____ INFORMATION SHOWN
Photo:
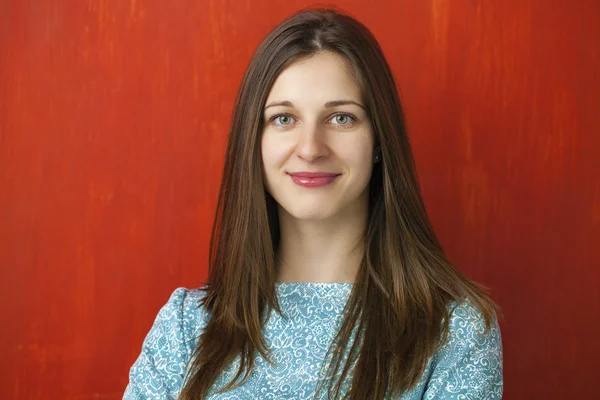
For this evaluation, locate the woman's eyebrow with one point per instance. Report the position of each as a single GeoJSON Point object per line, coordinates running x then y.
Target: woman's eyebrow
{"type": "Point", "coordinates": [329, 104]}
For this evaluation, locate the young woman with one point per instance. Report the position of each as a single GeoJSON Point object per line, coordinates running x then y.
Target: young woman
{"type": "Point", "coordinates": [326, 278]}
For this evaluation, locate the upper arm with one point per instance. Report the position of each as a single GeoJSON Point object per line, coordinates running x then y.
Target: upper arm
{"type": "Point", "coordinates": [469, 365]}
{"type": "Point", "coordinates": [159, 370]}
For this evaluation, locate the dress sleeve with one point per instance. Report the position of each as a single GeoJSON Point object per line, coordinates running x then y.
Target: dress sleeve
{"type": "Point", "coordinates": [469, 365]}
{"type": "Point", "coordinates": [159, 370]}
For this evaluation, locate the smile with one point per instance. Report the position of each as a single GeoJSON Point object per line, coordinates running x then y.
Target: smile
{"type": "Point", "coordinates": [313, 179]}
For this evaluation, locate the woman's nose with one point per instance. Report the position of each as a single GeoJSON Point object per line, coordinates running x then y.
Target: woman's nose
{"type": "Point", "coordinates": [311, 144]}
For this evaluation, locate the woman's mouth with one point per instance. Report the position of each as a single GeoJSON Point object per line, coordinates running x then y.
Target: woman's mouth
{"type": "Point", "coordinates": [313, 179]}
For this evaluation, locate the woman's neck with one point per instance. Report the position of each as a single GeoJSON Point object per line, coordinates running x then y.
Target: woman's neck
{"type": "Point", "coordinates": [321, 251]}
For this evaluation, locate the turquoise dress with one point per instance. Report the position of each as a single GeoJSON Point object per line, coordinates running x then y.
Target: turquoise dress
{"type": "Point", "coordinates": [468, 366]}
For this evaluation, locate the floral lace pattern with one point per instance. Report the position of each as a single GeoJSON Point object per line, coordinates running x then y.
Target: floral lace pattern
{"type": "Point", "coordinates": [467, 367]}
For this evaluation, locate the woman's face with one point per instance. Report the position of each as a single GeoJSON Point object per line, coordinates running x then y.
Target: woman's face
{"type": "Point", "coordinates": [317, 142]}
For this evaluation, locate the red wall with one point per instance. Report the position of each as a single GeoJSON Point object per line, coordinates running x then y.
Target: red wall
{"type": "Point", "coordinates": [113, 122]}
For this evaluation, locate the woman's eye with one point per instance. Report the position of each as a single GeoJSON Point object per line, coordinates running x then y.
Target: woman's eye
{"type": "Point", "coordinates": [343, 119]}
{"type": "Point", "coordinates": [283, 120]}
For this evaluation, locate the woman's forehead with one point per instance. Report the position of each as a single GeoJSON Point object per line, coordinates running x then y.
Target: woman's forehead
{"type": "Point", "coordinates": [318, 79]}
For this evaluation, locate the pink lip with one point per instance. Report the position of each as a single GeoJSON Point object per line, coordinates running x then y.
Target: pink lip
{"type": "Point", "coordinates": [313, 179]}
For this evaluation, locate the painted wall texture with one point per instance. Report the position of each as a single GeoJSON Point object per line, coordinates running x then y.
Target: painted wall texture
{"type": "Point", "coordinates": [113, 124]}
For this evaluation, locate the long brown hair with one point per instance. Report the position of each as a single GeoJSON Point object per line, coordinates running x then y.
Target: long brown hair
{"type": "Point", "coordinates": [405, 284]}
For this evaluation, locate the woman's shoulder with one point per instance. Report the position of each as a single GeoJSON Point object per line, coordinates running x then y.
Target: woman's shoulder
{"type": "Point", "coordinates": [184, 308]}
{"type": "Point", "coordinates": [159, 370]}
{"type": "Point", "coordinates": [470, 360]}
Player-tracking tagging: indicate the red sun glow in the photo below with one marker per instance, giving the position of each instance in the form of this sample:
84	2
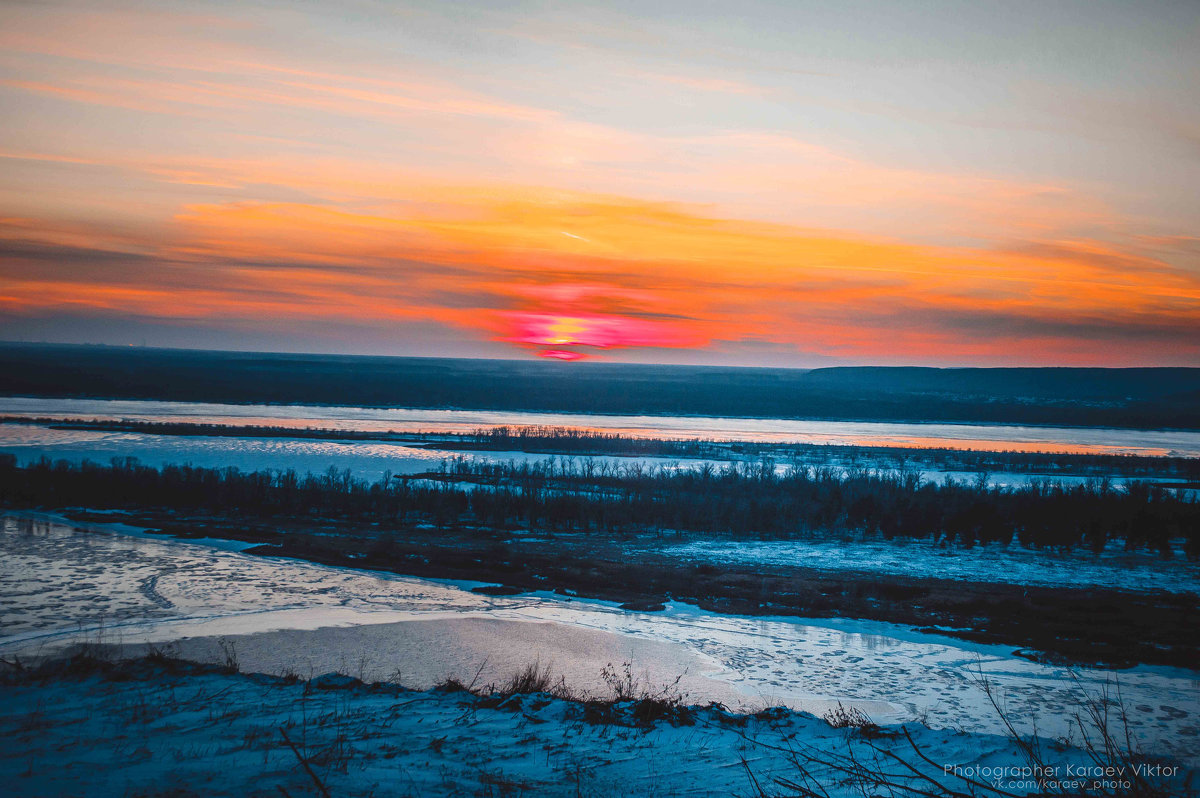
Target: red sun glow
561	336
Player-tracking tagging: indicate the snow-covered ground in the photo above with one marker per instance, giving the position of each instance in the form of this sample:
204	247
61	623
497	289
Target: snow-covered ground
365	459
60	585
227	735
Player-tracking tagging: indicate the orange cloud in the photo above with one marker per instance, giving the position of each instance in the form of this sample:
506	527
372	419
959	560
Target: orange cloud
569	275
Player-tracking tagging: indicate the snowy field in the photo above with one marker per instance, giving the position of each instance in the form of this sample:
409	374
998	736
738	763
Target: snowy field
365	459
217	735
61	585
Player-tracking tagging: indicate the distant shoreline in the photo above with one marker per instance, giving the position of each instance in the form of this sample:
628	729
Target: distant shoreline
1126	399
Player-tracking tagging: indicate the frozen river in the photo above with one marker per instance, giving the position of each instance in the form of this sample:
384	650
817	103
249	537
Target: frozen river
60	583
864	433
371	460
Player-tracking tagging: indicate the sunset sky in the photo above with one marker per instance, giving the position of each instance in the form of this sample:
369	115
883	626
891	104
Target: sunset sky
792	184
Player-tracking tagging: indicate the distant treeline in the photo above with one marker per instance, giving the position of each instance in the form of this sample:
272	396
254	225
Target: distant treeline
574	442
1122	397
603	497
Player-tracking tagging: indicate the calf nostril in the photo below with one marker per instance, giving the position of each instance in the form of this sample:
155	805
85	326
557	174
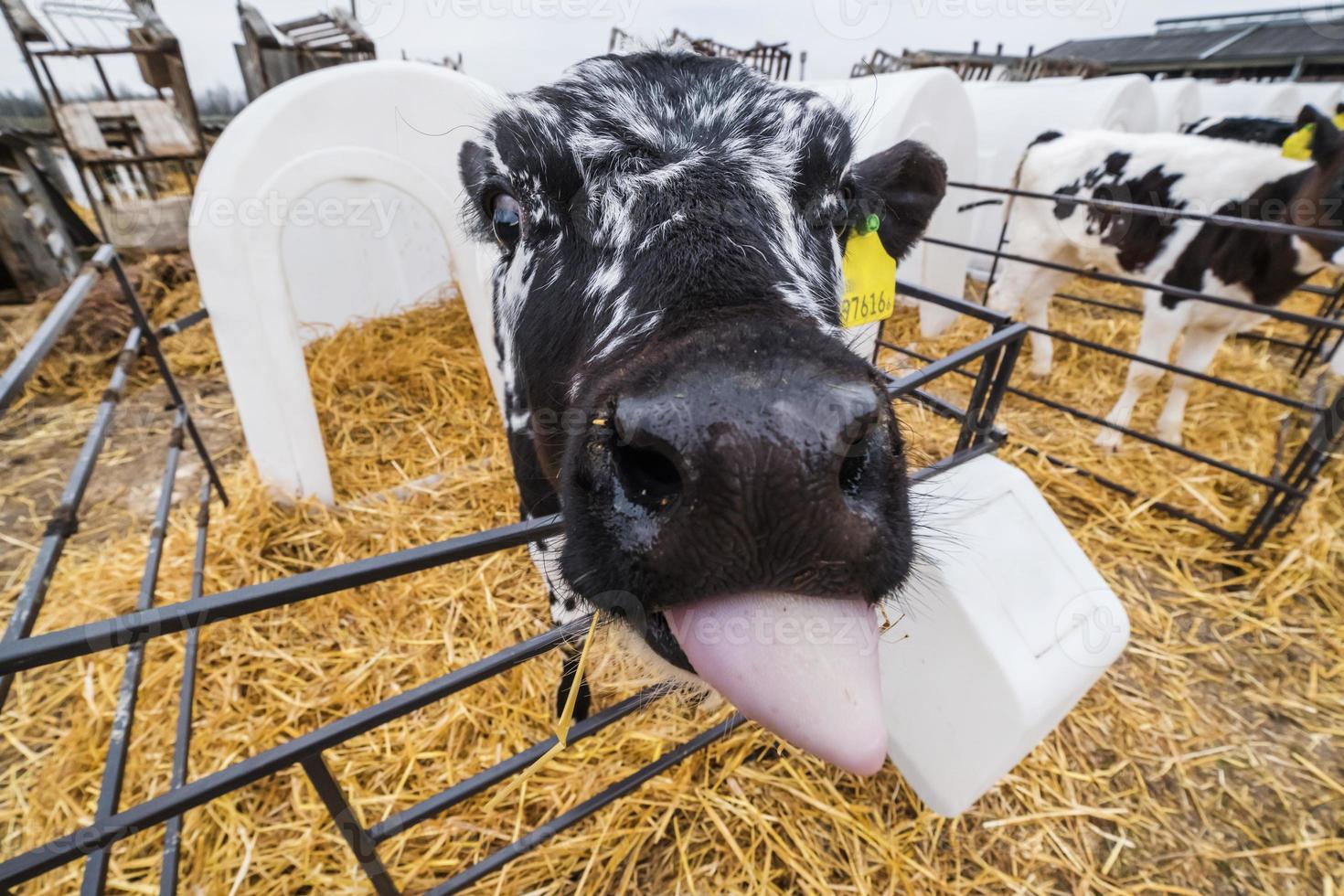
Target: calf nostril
857	440
648	475
852	466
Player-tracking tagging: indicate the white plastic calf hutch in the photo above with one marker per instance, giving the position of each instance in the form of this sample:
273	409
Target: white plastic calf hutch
929	105
276	271
1012	113
1179	102
1323	94
332	197
1275	100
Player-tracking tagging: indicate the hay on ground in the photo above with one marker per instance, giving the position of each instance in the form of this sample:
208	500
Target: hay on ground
1209	759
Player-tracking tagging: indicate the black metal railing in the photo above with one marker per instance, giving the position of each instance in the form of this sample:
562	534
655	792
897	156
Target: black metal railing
992	357
1324	335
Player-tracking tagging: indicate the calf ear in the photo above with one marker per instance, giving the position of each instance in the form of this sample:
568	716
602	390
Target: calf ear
903	186
1326	142
1309	116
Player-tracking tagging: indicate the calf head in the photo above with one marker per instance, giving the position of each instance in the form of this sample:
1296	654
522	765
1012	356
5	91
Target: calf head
677	383
1320	189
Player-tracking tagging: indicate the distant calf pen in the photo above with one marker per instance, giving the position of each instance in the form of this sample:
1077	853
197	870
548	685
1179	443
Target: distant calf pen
988	361
1313	427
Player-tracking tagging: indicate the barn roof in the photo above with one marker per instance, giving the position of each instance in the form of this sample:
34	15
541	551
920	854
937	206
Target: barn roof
1214	39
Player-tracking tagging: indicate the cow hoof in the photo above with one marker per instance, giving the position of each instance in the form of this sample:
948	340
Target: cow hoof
1109	440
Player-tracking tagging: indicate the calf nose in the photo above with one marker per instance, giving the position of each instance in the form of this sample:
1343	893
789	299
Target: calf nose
707	446
725	477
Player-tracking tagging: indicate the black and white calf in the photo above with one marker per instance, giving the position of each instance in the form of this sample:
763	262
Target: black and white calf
677	382
1254	129
1178	172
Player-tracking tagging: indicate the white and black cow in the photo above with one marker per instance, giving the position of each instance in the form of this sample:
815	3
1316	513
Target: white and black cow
1178	172
1254	129
677	386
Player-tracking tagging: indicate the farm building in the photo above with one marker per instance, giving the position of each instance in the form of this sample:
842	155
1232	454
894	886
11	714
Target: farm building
272	54
39	235
1296	43
980	66
136	154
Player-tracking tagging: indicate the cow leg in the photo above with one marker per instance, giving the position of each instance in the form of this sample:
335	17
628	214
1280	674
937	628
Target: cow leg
1197	354
1026	291
1160	328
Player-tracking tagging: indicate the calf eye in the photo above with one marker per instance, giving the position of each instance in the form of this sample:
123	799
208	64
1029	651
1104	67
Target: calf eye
507	219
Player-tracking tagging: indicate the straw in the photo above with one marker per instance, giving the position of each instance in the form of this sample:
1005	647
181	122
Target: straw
1209	759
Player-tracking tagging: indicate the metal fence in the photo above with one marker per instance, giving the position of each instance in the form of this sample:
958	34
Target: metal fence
1289	481
988	361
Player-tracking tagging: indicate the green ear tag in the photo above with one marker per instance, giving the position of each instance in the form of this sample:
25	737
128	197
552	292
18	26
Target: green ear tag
869	277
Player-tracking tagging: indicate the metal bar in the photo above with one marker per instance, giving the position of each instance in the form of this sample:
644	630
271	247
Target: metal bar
1175	368
187	696
953	303
123	718
984	379
45	338
80	641
187	321
102	833
66	516
961	357
1097	303
165	372
1138	312
1331	308
539	836
1155	211
987	446
1152	440
1064	409
1301	473
1180	292
441	802
366	853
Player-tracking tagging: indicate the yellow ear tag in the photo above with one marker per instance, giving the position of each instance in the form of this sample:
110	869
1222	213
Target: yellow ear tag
869	277
1298	145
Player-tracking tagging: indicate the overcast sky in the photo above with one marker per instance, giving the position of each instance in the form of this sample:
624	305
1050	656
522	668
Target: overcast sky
519	43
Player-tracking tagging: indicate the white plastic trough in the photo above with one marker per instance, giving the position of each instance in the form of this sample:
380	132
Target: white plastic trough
332	197
1000	638
1179	103
930	106
1270	100
1012	113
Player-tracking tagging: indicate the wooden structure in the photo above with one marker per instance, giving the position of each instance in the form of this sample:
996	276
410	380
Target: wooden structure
771	59
980	66
273	54
39	234
136	155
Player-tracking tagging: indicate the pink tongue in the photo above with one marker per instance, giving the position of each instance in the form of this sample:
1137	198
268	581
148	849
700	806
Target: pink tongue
805	667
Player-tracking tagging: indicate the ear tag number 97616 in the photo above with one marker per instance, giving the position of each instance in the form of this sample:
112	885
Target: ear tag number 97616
869	277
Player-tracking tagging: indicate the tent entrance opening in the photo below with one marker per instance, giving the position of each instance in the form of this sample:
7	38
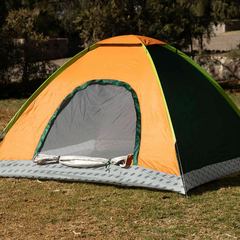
________
**WORK REQUIRED**
Return each line of the material above that contains the string "overcast". Matching is case-sensitive.

**EXERCISE RESPONSE**
Player-tracking tagging: indicate the overcast sky in the photo above with one marker per instance, giving the position of each instance in the form of this sample:
Target: overcast sky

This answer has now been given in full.